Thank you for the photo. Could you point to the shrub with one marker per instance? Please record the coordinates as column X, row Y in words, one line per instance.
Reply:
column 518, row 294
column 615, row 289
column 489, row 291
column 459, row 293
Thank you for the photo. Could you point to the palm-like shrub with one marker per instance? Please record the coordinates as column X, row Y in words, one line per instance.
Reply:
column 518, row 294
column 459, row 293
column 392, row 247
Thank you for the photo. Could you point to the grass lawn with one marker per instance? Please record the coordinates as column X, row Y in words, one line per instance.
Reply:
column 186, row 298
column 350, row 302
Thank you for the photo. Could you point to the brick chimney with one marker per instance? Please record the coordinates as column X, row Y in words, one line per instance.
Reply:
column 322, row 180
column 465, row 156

## [WHAT THE EXERCISE ASKS]
Copy all of the material above word for word, keeping every line in its original order and form.

## [TASK RESPONSE]
Thank you for the photo. Could you point to the shrub with one marker per instance? Please record the coordinates as column X, row Y in words, one line per instance.
Reply:
column 518, row 294
column 615, row 289
column 489, row 291
column 459, row 293
Thank you for the photo. Could you point to the palm-like shrub with one marker per instance? Please record the coordinates as column X, row Y in words, one line per instance.
Reply:
column 518, row 294
column 459, row 293
column 392, row 247
Thank you for the photo. Could you point to the grass lawn with one marker per instance? Please record the coordinates as column X, row Y in words, one line per instance.
Reply:
column 186, row 298
column 350, row 302
Thank you for the photo. Could you point to the brick chimney with one marker per instance? Please record the coordinates as column X, row Y in words, one line per instance.
Reply:
column 322, row 180
column 465, row 156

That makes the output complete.